拍品专文
Au XVIIIeme siècle, il était d’usage pour les papes d’offrir aux monarques et visiteurs de marque qui se rendaient à Rome, des tapisseries ou des tableaux de mosaïque. Les tapisseries étaient confectionnées dans la manufacture pontificale, tandis que les mosaïques étaient l’œuvre des artisans du fameux Studio del Mosaico du Vatican, bien qu’elles aient parfois pu être commandées à des ateliers privés de la ville. Ces mosaïques attinrent un niveau de perfection jusqu’alors inégalé, et étaient inscrites dans de riches cadres de métal (bronze, cuivre ou laiton) doré. La qualité de ces cadres connaît son apogée sous le règne de Pie VI (1775-1799), quand Luigi Valadier (1726-1785) – qui réalisait rarement ce genre d’objet – et Paolo Spagna (1736-1788) travaillaient pour la cour pontificale.
Paolo Spagna est à l’origine d’une dynastie d’orfèvres dont les héritiers furent actifs à Rome tout au long du XIXeme siècle. Spagna obtint la charge d’orfèvre en 1772, période à laquelle il vivait et exerçait son art via del Pellegrino. Il reçut des commandes de la cour pontificale dès 1776 et ce jusqu’à sa mort. (1) Ces commandes avaient souvent pour objet la réalisation de cadres comme celui qui orne notre mosaïque, et pour lequel une documentation a été découverte dans les Archives Secrètes du Vatican.

◆ ◆ ◆

■ **CONSIGNES DE L'EXERCICE**:
A. Recopiez le texte sur les mosaïques pontificales à partir des mots « Paolo Spagna est » jusqu'aux mots « Secrètes du Vatican. » inclus, et remplacez, s'il vous plaît, « via del Pellegrino » par « via Giulia ».
B. Prolongez le texte sur les mosaïques pontificales en reprenant après sa dernière phrase.

■ **DONNÉES**:
◆ ◆ ◆

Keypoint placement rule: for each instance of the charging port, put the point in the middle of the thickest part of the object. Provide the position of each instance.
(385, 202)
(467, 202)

◆ ◆ ◆

■ **CORRIGÉ**:
A.
Paolo Spagna est à l’origine d’une dynastie d’orfèvres dont les héritiers furent actifs à Rome tout au long du XIXeme siècle. Spagna obtint la charge d’orfèvre en 1772, période à laquelle il vivait et exerçait son art via Giulia. Il reçut des commandes de la cour pontificale dès 1776 et ce jusqu’à sa mort. (1) Ces commandes avaient souvent pour objet la réalisation de cadres comme celui qui orne notre mosaïque, et pour lequel une documentation a été découverte dans les Archives Secrètes du Vatican.

B.
LA MOSAIQUE
En février 1777, Giovanni Battista Ponfreni, directeur du Studio del Mosaico du Vatican, commande à Filippo Carlini une transcription en mosaïque d’un tableau représentant sainte Marie-Madeleine par Guido Reni (Document 1). En effet, notre panneau est l’adaptation d’une œuvre de Reni alors conservée à la galerie Colonna, aujourd’hui disparue. (2) Une copie de l’œuvre avait alors été peinte pour servir de modèle à Carlini (Document 4).
Ponfreni déclare, dans sa lettre de décembre 1777, que la réalisation de l’œuvre progresse convenablement (Document 1), et que Carlini a reçu en paiement un tiers du prix convenu. Un second paiement fut effectué en mai 1778 quand Ponfreni assura que Carlini avait réalisé les deux tiers du panneau (Document 2). La mosaïque fut achevée avant la fin de l’année, pour un coût total de 340 scudi, et fut remise à la Floreria apostolique, au Vatican, dans l’attente de sa remise comme cadeau (Document 3).
Elève de Marco Benefial (1684-1764), Giovanni Battista Ponfreni est né à Rome vers 1715, où il meurt en 1795. Filipo Carlini semble avoir été actif au sein du Studio del Mosaico vers le milieu du XVIIIème siècle ; cependant notre panneau est sa seule œuvre connue à ce jour. (3)
LE CADRE
Le 5 avril 1780, Paolo Spagna présente à la Maison Pontificale une facture pour deux cadres de métal doré identiques pour les mosaïques, dans le but de les offrir à l’archiduc et l’archiduchesse de Milan. L’un, plus grand, était destiné à encadrer une Vierge de Douleur, l’autre notre Marie Madeleine (Document 5). La facture, que nous reproduisons ci-dessous, décrit précisément chaque détail de notre cadre, et notamment les deux Renommées qui entourent les armes, et que Spagna dit avoir modelé dans la cire.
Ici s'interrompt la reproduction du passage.